→ Exercise
Rewrite the lines from the one containing "Detect green jacket" through the end of the records, keeping every request and its sample coordinates unchanged. Scale each bounding-box coordinate in the answers by 0.55, rounding to the nearest whole number with halves rounded up.

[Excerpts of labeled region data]
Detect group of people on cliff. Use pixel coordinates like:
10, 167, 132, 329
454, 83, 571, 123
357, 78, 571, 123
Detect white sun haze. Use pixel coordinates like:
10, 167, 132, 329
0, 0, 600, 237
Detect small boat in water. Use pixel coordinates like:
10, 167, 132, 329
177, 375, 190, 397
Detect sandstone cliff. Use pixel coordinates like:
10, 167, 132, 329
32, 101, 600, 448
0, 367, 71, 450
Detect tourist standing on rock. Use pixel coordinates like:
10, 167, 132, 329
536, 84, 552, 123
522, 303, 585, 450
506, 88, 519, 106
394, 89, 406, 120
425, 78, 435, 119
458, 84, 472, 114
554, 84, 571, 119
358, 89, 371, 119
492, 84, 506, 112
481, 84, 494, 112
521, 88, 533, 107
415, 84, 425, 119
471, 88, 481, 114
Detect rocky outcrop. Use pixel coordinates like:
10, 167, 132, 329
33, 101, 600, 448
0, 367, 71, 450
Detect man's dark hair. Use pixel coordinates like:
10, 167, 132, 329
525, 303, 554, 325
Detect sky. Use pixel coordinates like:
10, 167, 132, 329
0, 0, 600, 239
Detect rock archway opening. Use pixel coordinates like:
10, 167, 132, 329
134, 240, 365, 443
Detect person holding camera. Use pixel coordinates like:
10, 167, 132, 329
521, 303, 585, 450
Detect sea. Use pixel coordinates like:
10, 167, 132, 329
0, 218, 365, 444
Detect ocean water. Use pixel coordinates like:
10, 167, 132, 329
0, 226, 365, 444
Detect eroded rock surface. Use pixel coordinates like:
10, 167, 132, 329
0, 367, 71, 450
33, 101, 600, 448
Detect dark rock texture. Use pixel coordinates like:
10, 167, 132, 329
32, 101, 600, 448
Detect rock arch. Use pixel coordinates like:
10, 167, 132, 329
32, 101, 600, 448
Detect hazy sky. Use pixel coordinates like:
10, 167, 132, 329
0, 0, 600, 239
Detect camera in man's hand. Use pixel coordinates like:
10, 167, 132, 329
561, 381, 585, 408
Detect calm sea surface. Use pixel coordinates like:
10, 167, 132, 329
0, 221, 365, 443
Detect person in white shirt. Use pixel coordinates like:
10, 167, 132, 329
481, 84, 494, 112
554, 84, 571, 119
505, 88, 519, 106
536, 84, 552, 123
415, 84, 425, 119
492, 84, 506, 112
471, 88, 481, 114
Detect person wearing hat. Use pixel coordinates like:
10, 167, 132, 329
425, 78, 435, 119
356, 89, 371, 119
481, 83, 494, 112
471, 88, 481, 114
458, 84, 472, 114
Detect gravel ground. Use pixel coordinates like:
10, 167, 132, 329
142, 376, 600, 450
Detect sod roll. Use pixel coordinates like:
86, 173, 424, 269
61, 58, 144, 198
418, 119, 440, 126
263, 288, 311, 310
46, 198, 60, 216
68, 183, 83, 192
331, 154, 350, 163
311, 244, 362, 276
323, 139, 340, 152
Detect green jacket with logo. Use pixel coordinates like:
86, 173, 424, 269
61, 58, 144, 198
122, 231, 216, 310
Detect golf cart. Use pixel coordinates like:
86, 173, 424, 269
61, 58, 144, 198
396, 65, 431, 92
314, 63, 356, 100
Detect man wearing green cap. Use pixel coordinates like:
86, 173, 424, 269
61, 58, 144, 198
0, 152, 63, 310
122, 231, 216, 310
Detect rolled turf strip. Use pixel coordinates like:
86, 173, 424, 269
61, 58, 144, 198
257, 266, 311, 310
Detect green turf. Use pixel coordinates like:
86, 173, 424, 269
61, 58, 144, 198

→ The answer
Detect green jacket with logo. Use pixel coordinates like:
86, 173, 424, 269
61, 58, 144, 198
67, 127, 119, 171
Detect golf cart. Use pixel coordinates like:
86, 173, 424, 269
61, 58, 144, 198
218, 36, 237, 51
173, 35, 196, 55
Detect man wearing green cap. Use pixel coordinates like:
86, 173, 424, 269
61, 58, 144, 198
0, 84, 35, 171
67, 127, 119, 171
Detect rolled turf strip. Use pixel coordinates like:
86, 173, 424, 269
61, 58, 144, 198
141, 146, 171, 171
Detect green turf. Use pixel coordinates like:
86, 173, 424, 269
61, 58, 144, 198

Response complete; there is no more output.